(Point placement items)
====================
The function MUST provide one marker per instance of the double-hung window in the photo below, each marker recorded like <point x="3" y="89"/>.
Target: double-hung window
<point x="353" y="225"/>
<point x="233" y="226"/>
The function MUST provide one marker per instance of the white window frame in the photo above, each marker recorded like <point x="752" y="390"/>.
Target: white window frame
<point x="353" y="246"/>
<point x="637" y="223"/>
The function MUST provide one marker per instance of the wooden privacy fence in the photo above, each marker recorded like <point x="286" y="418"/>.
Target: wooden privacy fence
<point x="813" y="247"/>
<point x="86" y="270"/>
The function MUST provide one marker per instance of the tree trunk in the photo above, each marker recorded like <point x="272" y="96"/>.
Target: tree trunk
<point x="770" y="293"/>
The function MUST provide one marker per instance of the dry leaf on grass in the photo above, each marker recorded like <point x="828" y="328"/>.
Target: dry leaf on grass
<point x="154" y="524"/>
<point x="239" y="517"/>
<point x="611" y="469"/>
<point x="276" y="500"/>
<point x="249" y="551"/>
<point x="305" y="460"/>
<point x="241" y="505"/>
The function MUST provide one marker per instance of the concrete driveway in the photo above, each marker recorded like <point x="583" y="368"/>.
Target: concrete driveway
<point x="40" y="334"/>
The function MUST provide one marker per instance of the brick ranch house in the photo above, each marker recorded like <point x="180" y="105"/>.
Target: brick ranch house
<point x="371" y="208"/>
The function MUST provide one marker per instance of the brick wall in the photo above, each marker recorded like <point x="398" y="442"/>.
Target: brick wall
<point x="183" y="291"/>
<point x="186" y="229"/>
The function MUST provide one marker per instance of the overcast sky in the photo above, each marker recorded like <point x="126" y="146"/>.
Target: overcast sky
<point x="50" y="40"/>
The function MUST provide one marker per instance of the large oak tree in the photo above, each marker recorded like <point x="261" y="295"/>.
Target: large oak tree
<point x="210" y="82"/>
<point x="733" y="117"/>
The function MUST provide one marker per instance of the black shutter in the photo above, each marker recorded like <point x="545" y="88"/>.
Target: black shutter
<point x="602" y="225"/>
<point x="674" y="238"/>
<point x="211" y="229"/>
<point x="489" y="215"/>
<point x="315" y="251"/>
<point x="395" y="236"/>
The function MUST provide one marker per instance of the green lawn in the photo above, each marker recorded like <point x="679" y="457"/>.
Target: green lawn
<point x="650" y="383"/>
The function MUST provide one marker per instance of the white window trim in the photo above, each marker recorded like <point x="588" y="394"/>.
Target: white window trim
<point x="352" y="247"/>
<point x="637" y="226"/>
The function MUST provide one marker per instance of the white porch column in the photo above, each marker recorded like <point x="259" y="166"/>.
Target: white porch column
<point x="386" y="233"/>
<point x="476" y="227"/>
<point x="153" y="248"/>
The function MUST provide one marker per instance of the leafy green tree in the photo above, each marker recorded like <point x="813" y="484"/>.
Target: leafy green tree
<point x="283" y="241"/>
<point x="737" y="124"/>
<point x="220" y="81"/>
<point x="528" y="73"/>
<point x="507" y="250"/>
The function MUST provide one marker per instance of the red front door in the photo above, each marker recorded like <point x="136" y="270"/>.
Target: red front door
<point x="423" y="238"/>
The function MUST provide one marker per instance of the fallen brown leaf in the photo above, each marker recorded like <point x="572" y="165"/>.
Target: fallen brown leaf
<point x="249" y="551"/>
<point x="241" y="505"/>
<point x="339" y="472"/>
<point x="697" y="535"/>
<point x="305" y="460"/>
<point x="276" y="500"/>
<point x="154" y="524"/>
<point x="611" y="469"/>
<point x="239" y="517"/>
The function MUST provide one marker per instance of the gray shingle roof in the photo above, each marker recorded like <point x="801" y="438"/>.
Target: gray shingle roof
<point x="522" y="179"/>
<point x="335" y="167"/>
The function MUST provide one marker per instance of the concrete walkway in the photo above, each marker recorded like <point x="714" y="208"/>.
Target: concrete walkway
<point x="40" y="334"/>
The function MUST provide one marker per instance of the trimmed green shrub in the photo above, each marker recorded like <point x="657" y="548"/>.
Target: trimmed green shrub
====================
◆ YOUR GOAL ◆
Convert every line of the items above into a Markdown table with the columns "Row" and "Line", numbering the rows in order and omitting blank lines.

◆ RESPONSE ◆
| Row | Line |
|---|---|
| 1 | The function MUST provide one marker per instance of the double-hung window in the photo below, each marker recorded like <point x="3" y="89"/>. |
| 2 | Target: double-hung window |
| 3 | <point x="353" y="225"/> |
| 4 | <point x="233" y="226"/> |
| 5 | The function MUST provide one marker per instance of the white window frame in the photo above, each marker recorded like <point x="752" y="390"/>. |
| 6 | Target: white window frame |
| 7 | <point x="353" y="246"/> |
| 8 | <point x="637" y="223"/> |
| 9 | The function MUST provide one marker per instance of the wooden privacy fence in the photo above, each marker recorded like <point x="286" y="418"/>. |
| 10 | Target: wooden privacy fence |
| 11 | <point x="813" y="247"/> |
| 12 | <point x="86" y="270"/> |
| 13 | The function MUST provide one marker per instance of the tree trunk in the photo above, each marker recorded like <point x="272" y="96"/>. |
| 14 | Target: tree trunk |
| 15 | <point x="770" y="293"/> |
| 16 | The function MUST provide one marker per instance of the dry leaf on grass in the photo above, each marker recorded like <point x="828" y="328"/>. |
| 17 | Target: dry leaf on grass |
| 18 | <point x="154" y="524"/> |
| 19 | <point x="239" y="517"/> |
| 20 | <point x="611" y="469"/> |
| 21 | <point x="276" y="500"/> |
| 22 | <point x="249" y="551"/> |
| 23 | <point x="305" y="460"/> |
| 24 | <point x="241" y="505"/> |
| 25 | The function MUST provide one marker per instance of the concrete driveway in the photo above, each marker recorded like <point x="583" y="368"/>. |
| 26 | Target: concrete driveway |
| 27 | <point x="40" y="334"/> |
| 28 | The function MUST provide one marker per instance of the brick ranch house in the photo above, each marker recorded like <point x="180" y="105"/>. |
| 29 | Target: brick ranch house |
| 30 | <point x="371" y="208"/> |
| 31 | The function MUST provide one marker per instance of the brick wall in the photo above, each marker recorded like <point x="398" y="442"/>. |
| 32 | Target: brick wall |
| 33 | <point x="183" y="291"/> |
| 34 | <point x="186" y="229"/> |
| 35 | The function MUST provide one marker per instance of the overcast sky in the photo above, each marker recorded like <point x="126" y="146"/>. |
| 36 | Target: overcast sky |
| 37 | <point x="50" y="40"/> |
| 38 | The function MUST provide one marker per instance of the large oak tree in the photo above, each marker recorded like <point x="261" y="295"/>. |
| 39 | Target: large oak tree |
| 40 | <point x="210" y="82"/> |
| 41 | <point x="733" y="117"/> |
| 42 | The function MUST provide one marker per instance of the black shutter in the photo above, each marker recorded like <point x="545" y="88"/>. |
| 43 | Target: black shutter |
| 44 | <point x="602" y="225"/> |
| 45 | <point x="674" y="238"/> |
| 46 | <point x="211" y="229"/> |
| 47 | <point x="489" y="215"/> |
| 48 | <point x="315" y="251"/> |
| 49 | <point x="395" y="236"/> |
| 50 | The function MUST provide one marker per instance of the green lawn in the photo above, each marker recorded like <point x="679" y="457"/>. |
| 51 | Target: green lawn |
| 52 | <point x="650" y="383"/> |
| 53 | The function MUST provide one marker per instance of the white window trim in the photo above, each marker recorded like <point x="588" y="394"/>. |
| 54 | Target: white window trim |
| 55 | <point x="352" y="247"/> |
| 56 | <point x="637" y="226"/> |
| 57 | The function MUST provide one marker per instance of the white porch column in the photo above, each marker recorded like <point x="259" y="166"/>. |
| 58 | Target: white porch column |
| 59 | <point x="386" y="233"/> |
| 60 | <point x="476" y="227"/> |
| 61 | <point x="153" y="248"/> |
| 62 | The function MUST provide one marker per instance of the leafy green tree in the photo above, each marker recorded like <point x="813" y="484"/>. |
| 63 | Target: leafy green tree |
| 64 | <point x="283" y="241"/> |
| 65 | <point x="737" y="124"/> |
| 66 | <point x="220" y="81"/> |
| 67 | <point x="528" y="73"/> |
| 68 | <point x="507" y="250"/> |
| 69 | The function MUST provide one marker per instance of the red front door in the photo above, each marker recorded like <point x="136" y="270"/>. |
| 70 | Target: red front door |
| 71 | <point x="423" y="238"/> |
| 72 | The function MUST provide one marker per instance of the fallen brown leaf in the photo above, each marker recorded like <point x="572" y="165"/>. |
| 73 | Target: fallen brown leaf |
| 74 | <point x="249" y="551"/> |
| 75 | <point x="241" y="505"/> |
| 76 | <point x="339" y="472"/> |
| 77 | <point x="697" y="535"/> |
| 78 | <point x="305" y="460"/> |
| 79 | <point x="276" y="500"/> |
| 80 | <point x="154" y="524"/> |
| 81 | <point x="611" y="469"/> |
| 82 | <point x="239" y="517"/> |
| 83 | The function MUST provide one marker per instance of the gray shingle roof in the photo above, each marker recorded like <point x="801" y="438"/>. |
| 84 | Target: gray shingle roof |
| 85 | <point x="522" y="179"/> |
| 86 | <point x="335" y="167"/> |
| 87 | The function MUST provide one marker per instance of the concrete walkway in the photo above, each marker recorded like <point x="714" y="208"/>. |
| 88 | Target: concrete walkway |
| 89 | <point x="40" y="334"/> |
| 90 | The function MUST provide one marker per instance of the trimmed green shrub in the photo above, each marker recorded like <point x="657" y="548"/>. |
| 91 | Target: trimmed green shrub |